- SUPPLIED ENTRIES -
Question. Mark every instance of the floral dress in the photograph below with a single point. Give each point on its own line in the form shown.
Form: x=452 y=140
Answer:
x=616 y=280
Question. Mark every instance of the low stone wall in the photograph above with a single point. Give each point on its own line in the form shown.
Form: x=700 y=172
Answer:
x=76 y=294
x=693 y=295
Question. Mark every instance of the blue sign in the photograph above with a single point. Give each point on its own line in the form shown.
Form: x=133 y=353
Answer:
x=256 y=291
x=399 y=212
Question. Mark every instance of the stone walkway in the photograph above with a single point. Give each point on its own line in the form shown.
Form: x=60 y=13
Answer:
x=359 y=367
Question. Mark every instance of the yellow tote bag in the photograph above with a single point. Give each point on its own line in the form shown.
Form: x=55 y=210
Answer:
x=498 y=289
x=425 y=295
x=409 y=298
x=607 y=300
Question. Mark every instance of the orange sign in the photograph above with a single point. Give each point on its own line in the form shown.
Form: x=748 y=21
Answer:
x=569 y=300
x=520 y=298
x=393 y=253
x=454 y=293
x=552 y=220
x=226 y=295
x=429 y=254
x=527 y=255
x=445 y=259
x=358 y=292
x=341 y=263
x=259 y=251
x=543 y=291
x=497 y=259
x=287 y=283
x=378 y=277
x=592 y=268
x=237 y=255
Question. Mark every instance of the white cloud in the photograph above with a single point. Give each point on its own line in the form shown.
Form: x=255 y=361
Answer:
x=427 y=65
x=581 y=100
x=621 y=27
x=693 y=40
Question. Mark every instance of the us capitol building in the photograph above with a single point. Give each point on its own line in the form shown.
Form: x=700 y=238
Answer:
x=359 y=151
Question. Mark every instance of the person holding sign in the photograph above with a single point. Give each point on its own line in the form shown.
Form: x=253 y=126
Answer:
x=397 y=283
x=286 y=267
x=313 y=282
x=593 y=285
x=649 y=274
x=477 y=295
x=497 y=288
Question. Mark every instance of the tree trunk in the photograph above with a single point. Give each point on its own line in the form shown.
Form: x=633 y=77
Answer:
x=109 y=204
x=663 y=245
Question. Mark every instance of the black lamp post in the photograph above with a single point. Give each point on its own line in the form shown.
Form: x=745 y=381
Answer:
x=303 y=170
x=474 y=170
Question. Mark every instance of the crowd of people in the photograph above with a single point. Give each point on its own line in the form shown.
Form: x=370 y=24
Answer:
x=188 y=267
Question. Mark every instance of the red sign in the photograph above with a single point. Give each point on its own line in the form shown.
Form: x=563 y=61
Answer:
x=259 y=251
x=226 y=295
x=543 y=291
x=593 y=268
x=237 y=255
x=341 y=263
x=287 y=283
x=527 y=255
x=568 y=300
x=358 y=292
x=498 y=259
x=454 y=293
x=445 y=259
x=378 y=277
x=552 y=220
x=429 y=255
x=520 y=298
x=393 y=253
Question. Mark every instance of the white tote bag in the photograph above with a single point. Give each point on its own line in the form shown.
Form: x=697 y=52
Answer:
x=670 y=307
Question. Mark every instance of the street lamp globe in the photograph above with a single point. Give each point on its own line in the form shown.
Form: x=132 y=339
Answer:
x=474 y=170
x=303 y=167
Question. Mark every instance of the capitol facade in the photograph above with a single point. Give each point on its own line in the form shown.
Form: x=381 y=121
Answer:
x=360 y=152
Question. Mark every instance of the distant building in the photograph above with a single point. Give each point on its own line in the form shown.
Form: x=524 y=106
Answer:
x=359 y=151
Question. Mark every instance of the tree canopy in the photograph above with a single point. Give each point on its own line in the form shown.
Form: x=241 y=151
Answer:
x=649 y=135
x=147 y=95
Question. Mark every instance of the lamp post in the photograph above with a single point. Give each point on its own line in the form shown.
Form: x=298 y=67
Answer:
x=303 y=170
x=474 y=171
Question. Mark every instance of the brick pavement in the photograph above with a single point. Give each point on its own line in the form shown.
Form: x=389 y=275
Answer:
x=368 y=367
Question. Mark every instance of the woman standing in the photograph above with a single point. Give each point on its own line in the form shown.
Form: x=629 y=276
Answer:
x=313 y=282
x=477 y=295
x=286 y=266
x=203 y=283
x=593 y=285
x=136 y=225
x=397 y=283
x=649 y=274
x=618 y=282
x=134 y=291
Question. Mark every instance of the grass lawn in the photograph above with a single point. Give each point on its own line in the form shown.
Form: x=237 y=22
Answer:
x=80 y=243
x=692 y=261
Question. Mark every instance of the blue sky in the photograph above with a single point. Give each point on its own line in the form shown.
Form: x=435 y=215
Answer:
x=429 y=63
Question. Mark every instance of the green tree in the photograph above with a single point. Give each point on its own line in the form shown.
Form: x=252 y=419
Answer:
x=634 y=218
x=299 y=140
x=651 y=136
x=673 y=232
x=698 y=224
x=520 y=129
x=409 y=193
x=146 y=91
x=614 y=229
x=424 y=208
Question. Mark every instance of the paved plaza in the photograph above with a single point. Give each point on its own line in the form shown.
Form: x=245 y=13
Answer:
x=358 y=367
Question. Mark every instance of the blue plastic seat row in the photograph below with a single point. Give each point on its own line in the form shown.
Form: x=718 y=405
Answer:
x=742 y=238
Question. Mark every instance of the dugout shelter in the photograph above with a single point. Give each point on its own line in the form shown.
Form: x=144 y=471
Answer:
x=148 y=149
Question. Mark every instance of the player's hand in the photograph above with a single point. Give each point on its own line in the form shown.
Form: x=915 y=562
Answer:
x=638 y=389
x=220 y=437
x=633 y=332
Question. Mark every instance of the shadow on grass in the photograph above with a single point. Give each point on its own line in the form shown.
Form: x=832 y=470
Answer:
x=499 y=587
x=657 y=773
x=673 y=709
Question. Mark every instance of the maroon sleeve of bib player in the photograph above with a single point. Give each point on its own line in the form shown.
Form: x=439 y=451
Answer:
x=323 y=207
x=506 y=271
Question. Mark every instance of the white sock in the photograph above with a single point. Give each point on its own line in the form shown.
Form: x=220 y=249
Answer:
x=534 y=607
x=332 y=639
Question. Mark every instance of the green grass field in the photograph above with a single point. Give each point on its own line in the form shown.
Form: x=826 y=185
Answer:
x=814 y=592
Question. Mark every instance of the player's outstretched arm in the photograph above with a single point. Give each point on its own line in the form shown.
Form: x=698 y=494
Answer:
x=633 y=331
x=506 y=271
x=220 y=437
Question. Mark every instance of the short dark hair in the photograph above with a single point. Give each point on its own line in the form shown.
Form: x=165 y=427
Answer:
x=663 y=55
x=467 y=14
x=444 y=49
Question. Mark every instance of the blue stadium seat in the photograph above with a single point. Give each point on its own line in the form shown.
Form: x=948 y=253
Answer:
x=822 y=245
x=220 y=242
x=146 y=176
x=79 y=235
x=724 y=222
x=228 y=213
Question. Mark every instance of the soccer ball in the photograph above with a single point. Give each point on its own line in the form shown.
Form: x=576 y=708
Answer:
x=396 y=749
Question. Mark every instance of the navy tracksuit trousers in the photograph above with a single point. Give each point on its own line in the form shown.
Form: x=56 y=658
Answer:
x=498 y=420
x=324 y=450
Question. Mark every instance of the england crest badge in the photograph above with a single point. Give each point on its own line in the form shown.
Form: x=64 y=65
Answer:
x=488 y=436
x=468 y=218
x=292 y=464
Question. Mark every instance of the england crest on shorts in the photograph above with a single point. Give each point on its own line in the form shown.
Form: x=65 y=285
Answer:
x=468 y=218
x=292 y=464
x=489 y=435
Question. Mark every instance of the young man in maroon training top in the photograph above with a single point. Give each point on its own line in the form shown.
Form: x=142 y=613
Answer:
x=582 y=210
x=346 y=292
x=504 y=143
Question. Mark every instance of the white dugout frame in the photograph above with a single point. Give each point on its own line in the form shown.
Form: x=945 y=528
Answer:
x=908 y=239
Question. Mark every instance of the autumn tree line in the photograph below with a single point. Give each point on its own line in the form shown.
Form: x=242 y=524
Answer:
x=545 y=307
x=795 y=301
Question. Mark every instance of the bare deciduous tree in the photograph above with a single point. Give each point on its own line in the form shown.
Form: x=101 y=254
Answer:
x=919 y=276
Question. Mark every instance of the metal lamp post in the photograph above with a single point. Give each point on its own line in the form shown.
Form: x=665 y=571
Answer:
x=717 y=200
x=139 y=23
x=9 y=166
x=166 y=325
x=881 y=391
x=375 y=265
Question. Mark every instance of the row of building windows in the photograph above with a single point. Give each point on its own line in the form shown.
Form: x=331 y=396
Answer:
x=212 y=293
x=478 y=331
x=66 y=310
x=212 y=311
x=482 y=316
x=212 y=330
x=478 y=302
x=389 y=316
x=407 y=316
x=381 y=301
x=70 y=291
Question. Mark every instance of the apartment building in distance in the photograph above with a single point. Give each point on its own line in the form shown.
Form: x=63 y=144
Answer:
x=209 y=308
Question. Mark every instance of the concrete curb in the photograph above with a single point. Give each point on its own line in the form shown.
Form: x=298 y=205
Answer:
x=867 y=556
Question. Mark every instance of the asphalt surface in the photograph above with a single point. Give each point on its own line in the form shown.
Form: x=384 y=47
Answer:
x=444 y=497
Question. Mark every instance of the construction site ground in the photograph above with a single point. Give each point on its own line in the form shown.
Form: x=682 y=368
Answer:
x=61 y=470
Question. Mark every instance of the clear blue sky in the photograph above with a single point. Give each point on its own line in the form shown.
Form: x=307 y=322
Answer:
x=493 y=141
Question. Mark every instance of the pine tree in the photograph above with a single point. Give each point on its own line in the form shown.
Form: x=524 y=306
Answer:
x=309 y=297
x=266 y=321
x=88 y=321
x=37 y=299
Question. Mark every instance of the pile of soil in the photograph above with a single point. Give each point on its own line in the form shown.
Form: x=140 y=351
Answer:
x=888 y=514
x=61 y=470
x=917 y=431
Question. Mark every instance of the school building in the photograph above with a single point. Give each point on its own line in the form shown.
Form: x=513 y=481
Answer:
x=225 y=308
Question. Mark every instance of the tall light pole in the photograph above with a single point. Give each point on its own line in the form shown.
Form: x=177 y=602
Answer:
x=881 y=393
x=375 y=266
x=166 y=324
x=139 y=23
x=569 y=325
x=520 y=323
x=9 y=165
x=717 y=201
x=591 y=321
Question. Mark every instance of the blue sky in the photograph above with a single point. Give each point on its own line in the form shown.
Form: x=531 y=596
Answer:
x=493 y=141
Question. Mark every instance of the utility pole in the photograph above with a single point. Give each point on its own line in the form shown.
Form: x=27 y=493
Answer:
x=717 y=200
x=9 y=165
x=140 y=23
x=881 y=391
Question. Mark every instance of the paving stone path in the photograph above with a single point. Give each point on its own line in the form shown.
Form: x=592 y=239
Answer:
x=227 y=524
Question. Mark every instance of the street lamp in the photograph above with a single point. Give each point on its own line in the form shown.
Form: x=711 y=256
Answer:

- DO THIS -
Copy, character for character, every line of the listing above from the one containing "Question. Mark every instance of the black" down to the one containing "x=474 y=171", with both of those lines included.

- FINAL RESULT -
Question. Mark every instance of the black lamp post in the photograph above with a single point. Give each point on its own line in the form shown.
Form: x=745 y=381
Answer:
x=303 y=170
x=474 y=170
Question. Mark every instance of the crowd of people in the photograph above with a single point. Give each point on its own line in the form shown.
Form: x=370 y=24
Answer:
x=188 y=267
Question. Mark every instance of the red sign in the photograph above with a single point. Give each point on its own line in the form shown.
Form: x=563 y=61
Answer:
x=259 y=251
x=226 y=295
x=543 y=291
x=593 y=268
x=237 y=255
x=341 y=263
x=287 y=283
x=527 y=255
x=568 y=300
x=358 y=292
x=498 y=259
x=454 y=293
x=445 y=259
x=378 y=277
x=552 y=220
x=429 y=255
x=520 y=298
x=393 y=253
Question. Mark every instance of the white tote bag in the photograph above with a single point. Give each point on its own line in the form shown.
Form: x=697 y=52
Answer:
x=670 y=307
Question. Mark every instance of the street lamp globe in the photograph above with a single point. Give each point on its own line in the form shown.
Form: x=132 y=339
Answer:
x=474 y=170
x=303 y=167
Question. Mark every instance of the capitol facade in the photograph above with a single point. Give each point on its own line in the form shown.
Form: x=381 y=121
Answer:
x=360 y=152
Question. Mark every instance of the distant building in the photograph above with a single point. Give each point on its own line in the form shown.
Form: x=524 y=106
Answer:
x=359 y=151
Question. Mark every instance of the tree canopy in the photograph above with a single point. Give each point on its own line in the form shown.
Form: x=241 y=151
Answer:
x=649 y=135
x=147 y=95
Question. Mark every instance of the lamp post in the photograph above with a single point. Give each point on its own line in the form shown.
Form: x=298 y=67
Answer:
x=303 y=170
x=474 y=171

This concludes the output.